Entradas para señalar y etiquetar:
----
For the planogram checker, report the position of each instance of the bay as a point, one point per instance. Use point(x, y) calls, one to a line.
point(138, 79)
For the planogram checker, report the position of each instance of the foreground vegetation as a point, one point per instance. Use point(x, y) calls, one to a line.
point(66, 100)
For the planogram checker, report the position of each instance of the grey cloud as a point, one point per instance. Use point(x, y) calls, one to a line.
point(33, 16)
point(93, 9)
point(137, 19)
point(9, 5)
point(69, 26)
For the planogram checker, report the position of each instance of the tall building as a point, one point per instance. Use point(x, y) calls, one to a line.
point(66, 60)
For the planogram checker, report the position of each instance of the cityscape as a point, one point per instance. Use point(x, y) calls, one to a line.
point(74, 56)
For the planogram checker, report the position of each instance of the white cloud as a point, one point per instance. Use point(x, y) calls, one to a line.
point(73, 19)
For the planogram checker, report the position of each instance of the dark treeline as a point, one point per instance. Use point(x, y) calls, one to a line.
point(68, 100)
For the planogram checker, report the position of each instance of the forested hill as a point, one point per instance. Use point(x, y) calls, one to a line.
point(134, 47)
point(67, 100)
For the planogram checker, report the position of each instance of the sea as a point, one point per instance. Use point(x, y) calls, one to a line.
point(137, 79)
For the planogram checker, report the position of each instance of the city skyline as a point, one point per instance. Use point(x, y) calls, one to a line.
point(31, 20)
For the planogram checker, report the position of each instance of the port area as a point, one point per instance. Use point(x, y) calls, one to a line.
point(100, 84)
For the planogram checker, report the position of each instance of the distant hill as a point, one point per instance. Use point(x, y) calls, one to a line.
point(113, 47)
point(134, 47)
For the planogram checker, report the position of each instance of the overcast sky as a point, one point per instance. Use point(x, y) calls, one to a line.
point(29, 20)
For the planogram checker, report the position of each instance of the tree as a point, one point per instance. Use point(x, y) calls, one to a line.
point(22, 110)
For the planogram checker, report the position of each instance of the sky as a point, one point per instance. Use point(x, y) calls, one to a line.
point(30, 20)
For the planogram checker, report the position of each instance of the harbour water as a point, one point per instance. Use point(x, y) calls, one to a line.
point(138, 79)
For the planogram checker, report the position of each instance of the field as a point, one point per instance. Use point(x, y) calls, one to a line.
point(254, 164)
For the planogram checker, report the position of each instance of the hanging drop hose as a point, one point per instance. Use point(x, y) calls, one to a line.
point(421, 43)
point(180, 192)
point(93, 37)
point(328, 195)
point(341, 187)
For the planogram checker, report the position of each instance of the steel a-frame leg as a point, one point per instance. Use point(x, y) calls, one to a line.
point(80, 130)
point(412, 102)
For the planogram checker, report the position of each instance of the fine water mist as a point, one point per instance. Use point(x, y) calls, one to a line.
----
Problema a resolver ▸ Entrega el listado completo como una lista JSON de cadenas, con una cadena por cada línea y sin incluir las líneas en blanco.

Solución del ejercicio ▸
[
  "For the planogram checker, report the position of each instance of the bay as a point, one point per instance. Use point(x, y) calls, one to a line.",
  "point(138, 79)",
  "For the planogram checker, report the position of each instance of the foreground vegetation as a point, one point per instance. Use point(x, y) calls, one to a line.",
  "point(66, 100)",
  "For the planogram checker, report the position of each instance of the grey cloud as a point, one point per instance. Use point(x, y) calls, one to a line.",
  "point(33, 16)",
  "point(93, 9)",
  "point(137, 19)",
  "point(9, 5)",
  "point(69, 26)",
  "For the planogram checker, report the position of each instance of the tall building as a point, one point per instance. Use point(x, y) calls, one to a line.",
  "point(66, 60)",
  "For the planogram checker, report the position of each instance of the cityscape as a point, one point per instance. Use point(x, y) calls, one to a line.",
  "point(74, 56)",
  "For the planogram checker, report the position of each instance of the white cloud as a point, one point per instance. Use point(x, y) calls, one to a line.",
  "point(73, 19)",
  "For the planogram checker, report the position of each instance of the dark treeline as a point, one point per instance. Use point(x, y) calls, one to a line.",
  "point(68, 100)",
  "For the planogram checker, report the position of each instance of the forested hill as a point, one point per instance. Use point(x, y) calls, one to a line.",
  "point(134, 47)",
  "point(67, 100)",
  "For the planogram checker, report the position of each instance of the sea as a point, one point per instance. Use point(x, y) calls, one to a line.",
  "point(137, 79)",
  "For the planogram checker, report the position of each instance of the city skyline as a point, one point per instance. Use point(x, y) calls, one to a line.",
  "point(31, 20)",
  "For the planogram checker, report the position of each instance of the port area as a point, one point per instance. Use point(x, y) calls, one to a line.",
  "point(100, 84)",
  "For the planogram checker, report the position of each instance of the distant hill as a point, one point per instance. Use point(x, y) calls, one to a line.",
  "point(113, 47)",
  "point(134, 47)",
  "For the planogram checker, report the position of each instance of the overcast sky as a point, one point per instance. Use point(x, y) calls, one to a line.",
  "point(29, 20)",
  "For the planogram checker, report the position of each instance of the tree as a point, one point per instance. Use point(x, y) calls, one to a line.",
  "point(22, 110)",
  "For the planogram checker, report the position of each instance of the sky as a point, one point per instance. Use point(x, y) calls, one to a line.",
  "point(30, 20)",
  "For the planogram checker, report the position of each instance of the harbour water as a point, one point per instance. Use point(x, y) calls, one to a line.",
  "point(138, 79)",
  "For the planogram checker, report the position of each instance of the field as a point, one point per instance. Use point(x, y) calls, one to a line.",
  "point(254, 164)",
  "For the planogram checker, report the position of each instance of the hanging drop hose as a point, one point per instance. Use point(x, y) calls, one to a line.",
  "point(421, 43)",
  "point(180, 192)",
  "point(93, 37)",
  "point(328, 195)",
  "point(341, 187)",
  "For the planogram checker, report the position of each instance of the steel a-frame leg as a point, one point per instance. Use point(x, y) calls, one to a line.",
  "point(80, 130)",
  "point(412, 102)",
  "For the planogram checker, report the position of each instance of the fine water mist as a point, one point per instance. Use point(x, y) calls, one to a line."
]